● TASK INSTRUCTIONS:
Without skipping anything, write out each record below exactly.

● Saved entries:
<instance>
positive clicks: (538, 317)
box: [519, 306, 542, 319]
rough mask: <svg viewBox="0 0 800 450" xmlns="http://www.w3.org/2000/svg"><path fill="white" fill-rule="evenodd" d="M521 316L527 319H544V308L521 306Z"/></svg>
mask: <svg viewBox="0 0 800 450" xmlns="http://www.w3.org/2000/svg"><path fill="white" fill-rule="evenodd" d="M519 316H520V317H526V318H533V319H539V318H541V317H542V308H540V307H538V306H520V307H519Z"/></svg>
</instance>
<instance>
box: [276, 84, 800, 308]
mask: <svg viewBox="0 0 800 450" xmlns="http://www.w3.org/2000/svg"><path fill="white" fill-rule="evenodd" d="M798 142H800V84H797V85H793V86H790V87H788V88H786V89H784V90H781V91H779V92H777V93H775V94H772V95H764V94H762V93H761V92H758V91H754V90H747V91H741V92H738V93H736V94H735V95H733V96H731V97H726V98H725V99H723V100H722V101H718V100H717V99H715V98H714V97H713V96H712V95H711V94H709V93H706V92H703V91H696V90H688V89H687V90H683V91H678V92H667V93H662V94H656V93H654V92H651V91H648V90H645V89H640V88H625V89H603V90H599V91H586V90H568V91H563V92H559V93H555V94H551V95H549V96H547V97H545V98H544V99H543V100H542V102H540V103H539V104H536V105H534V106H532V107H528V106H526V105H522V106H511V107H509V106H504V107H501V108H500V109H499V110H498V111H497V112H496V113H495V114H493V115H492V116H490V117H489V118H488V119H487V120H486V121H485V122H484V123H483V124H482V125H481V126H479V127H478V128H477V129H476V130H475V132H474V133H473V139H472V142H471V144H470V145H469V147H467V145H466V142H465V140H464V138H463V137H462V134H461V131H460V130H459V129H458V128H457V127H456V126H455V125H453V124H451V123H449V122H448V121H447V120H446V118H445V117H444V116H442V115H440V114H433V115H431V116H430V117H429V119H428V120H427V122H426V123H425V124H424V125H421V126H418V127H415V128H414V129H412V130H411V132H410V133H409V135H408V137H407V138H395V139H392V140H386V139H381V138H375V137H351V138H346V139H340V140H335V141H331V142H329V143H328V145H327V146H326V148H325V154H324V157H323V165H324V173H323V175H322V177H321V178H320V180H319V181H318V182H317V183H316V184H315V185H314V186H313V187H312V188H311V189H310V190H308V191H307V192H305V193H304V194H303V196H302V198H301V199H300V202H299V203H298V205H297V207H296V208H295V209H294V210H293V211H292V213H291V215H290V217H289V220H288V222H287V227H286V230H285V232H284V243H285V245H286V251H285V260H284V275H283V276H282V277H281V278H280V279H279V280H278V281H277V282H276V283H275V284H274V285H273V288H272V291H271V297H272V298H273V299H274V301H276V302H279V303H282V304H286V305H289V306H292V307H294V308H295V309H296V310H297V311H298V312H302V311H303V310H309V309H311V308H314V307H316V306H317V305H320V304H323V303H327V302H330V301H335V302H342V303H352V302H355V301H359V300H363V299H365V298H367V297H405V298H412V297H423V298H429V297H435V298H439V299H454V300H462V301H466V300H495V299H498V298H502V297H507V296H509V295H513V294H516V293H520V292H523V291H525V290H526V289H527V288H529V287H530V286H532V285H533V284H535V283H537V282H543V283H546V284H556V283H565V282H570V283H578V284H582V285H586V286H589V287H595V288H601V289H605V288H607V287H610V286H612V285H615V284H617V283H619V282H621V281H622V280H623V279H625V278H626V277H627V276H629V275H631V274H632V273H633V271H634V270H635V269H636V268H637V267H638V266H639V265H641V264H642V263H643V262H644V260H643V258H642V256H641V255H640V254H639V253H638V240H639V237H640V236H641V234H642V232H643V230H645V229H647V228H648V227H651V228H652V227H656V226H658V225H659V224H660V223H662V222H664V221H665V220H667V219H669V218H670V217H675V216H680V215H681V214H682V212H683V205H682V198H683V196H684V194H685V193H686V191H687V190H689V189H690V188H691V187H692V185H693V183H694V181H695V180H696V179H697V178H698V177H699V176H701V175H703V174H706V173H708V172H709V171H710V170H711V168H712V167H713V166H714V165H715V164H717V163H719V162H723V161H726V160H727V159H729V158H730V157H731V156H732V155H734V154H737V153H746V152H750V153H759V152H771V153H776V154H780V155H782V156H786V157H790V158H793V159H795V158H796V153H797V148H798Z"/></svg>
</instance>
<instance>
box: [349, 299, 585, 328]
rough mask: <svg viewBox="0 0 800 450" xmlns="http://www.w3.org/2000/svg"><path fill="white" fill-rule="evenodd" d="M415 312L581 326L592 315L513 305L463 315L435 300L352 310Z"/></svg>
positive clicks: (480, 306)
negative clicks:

● RESULT BELOW:
<instance>
positive clicks: (538, 317)
box: [519, 306, 542, 319]
rough mask: <svg viewBox="0 0 800 450" xmlns="http://www.w3.org/2000/svg"><path fill="white" fill-rule="evenodd" d="M521 316L527 319H544V308L521 306Z"/></svg>
mask: <svg viewBox="0 0 800 450" xmlns="http://www.w3.org/2000/svg"><path fill="white" fill-rule="evenodd" d="M519 316H520V317H526V318H533V319H539V318H541V317H542V308H540V307H538V306H520V307H519Z"/></svg>
</instance>
<instance>
box: [276, 84, 800, 308]
mask: <svg viewBox="0 0 800 450" xmlns="http://www.w3.org/2000/svg"><path fill="white" fill-rule="evenodd" d="M798 142H800V84H797V85H793V86H790V87H788V88H786V89H784V90H781V91H779V92H777V93H775V94H772V95H764V94H762V93H761V92H758V91H754V90H747V91H741V92H738V93H736V94H735V95H733V96H731V97H726V98H725V99H723V100H722V101H718V100H717V99H715V98H714V97H713V96H712V95H711V94H709V93H706V92H703V91H696V90H688V89H687V90H683V91H678V92H667V93H662V94H656V93H654V92H651V91H648V90H645V89H640V88H625V89H603V90H599V91H586V90H568V91H563V92H559V93H555V94H551V95H549V96H547V97H545V98H544V99H543V100H542V102H540V103H539V104H536V105H534V106H532V107H528V106H526V105H522V106H511V107H509V106H504V107H501V108H500V109H499V110H498V111H497V112H496V113H495V114H493V115H492V116H490V117H489V118H488V119H487V120H486V121H485V122H484V123H483V124H482V125H481V126H479V127H478V128H477V129H476V130H475V132H474V133H473V139H472V142H471V144H470V145H469V147H467V145H466V142H465V140H464V138H463V137H462V134H461V131H460V130H459V129H458V128H457V127H456V126H455V125H453V124H451V123H449V122H448V121H447V120H446V118H445V117H444V116H442V115H440V114H433V115H431V116H430V117H429V119H428V120H427V122H426V123H425V124H424V125H421V126H418V127H415V128H414V129H412V130H411V132H410V133H409V135H408V137H407V138H395V139H392V140H386V139H381V138H375V137H351V138H346V139H340V140H335V141H331V142H329V143H328V145H327V146H326V148H325V154H324V157H323V165H324V173H323V175H322V177H321V178H320V180H319V181H318V182H317V183H316V184H315V185H314V186H313V187H312V188H311V189H310V190H308V191H307V192H305V193H304V194H303V196H302V198H301V199H300V202H299V203H298V205H297V207H296V208H295V209H294V210H293V211H292V213H291V215H290V217H289V220H288V222H287V227H286V230H285V232H284V243H285V245H286V251H285V260H284V275H283V276H282V277H281V278H280V279H279V280H278V281H277V282H276V283H275V284H274V285H273V288H272V291H271V297H272V298H273V299H274V301H276V302H279V303H282V304H286V305H289V306H292V307H294V308H295V309H296V310H297V311H298V312H302V311H303V310H309V309H311V308H314V307H316V306H317V305H320V304H323V303H327V302H330V301H335V302H342V303H352V302H355V301H359V300H363V299H365V298H367V297H405V298H412V297H423V298H429V297H435V298H439V299H454V300H462V301H466V300H495V299H498V298H502V297H507V296H509V295H513V294H516V293H520V292H523V291H525V290H526V289H527V288H529V287H530V286H532V285H533V284H535V283H537V282H543V283H546V284H556V283H565V282H570V283H578V284H582V285H586V286H589V287H595V288H601V289H605V288H607V287H610V286H612V285H615V284H617V283H619V282H621V281H622V280H623V279H625V278H626V277H627V276H629V275H631V274H632V273H633V271H634V270H635V269H636V268H637V267H638V266H639V265H641V264H642V263H643V262H644V260H643V258H642V256H641V255H640V254H639V253H638V240H639V237H640V236H641V234H642V232H643V230H645V229H647V228H648V227H651V228H652V227H656V226H658V225H659V224H660V223H662V222H664V221H665V220H667V219H669V218H670V217H675V216H680V215H681V214H682V212H683V205H682V198H683V196H684V194H685V193H686V191H687V190H689V189H690V188H691V187H692V185H693V183H694V181H695V180H696V179H697V178H698V177H699V176H701V175H703V174H706V173H708V172H709V171H710V170H711V168H712V167H713V166H714V165H715V164H717V163H719V162H723V161H726V160H727V159H729V158H730V157H731V156H732V155H734V154H737V153H746V152H750V153H759V152H771V153H776V154H780V155H782V156H786V157H790V158H793V159H795V158H796V153H797V148H798Z"/></svg>
</instance>
<instance>
box: [349, 299, 585, 328]
rough mask: <svg viewBox="0 0 800 450" xmlns="http://www.w3.org/2000/svg"><path fill="white" fill-rule="evenodd" d="M415 312L581 326L592 315L513 305L463 315L435 300L352 310Z"/></svg>
positive clicks: (480, 306)
negative clicks:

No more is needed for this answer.